:: INSTRUCTION ::
Please list each line of the data below that contains the string "wall". Treat the match as case-sensitive.
───── DATASET ENTRIES ─────
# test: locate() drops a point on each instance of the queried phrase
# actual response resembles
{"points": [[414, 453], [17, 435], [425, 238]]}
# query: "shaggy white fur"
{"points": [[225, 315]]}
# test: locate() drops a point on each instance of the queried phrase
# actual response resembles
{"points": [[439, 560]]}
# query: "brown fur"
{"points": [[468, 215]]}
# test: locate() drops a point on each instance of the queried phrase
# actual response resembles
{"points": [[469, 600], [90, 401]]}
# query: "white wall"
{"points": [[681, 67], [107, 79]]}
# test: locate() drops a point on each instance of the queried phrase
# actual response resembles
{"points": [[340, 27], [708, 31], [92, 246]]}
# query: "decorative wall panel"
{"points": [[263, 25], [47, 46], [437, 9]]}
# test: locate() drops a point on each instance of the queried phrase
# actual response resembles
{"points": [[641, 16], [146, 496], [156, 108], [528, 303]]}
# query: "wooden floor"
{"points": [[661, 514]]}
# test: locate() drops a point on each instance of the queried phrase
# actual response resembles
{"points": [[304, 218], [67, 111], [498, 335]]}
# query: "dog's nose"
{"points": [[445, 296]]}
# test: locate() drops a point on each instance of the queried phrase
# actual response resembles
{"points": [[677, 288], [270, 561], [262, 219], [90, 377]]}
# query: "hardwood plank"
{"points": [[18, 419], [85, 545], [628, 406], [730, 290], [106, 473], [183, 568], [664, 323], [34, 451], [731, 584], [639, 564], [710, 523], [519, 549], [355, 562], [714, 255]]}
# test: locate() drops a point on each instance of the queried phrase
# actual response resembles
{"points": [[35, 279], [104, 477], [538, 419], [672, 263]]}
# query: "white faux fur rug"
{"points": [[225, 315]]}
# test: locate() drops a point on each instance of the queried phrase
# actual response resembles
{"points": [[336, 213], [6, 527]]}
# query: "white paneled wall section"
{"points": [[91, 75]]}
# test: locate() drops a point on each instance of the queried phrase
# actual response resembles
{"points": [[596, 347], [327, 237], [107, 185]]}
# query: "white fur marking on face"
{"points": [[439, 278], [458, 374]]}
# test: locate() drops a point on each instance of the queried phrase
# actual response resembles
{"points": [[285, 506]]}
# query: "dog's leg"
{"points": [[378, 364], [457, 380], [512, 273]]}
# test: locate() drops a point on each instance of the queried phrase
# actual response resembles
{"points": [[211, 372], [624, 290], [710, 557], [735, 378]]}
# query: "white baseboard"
─────
:: SOLUTION ::
# query: "white wall"
# query: "decorative wall panel"
# query: "white paneled wall section"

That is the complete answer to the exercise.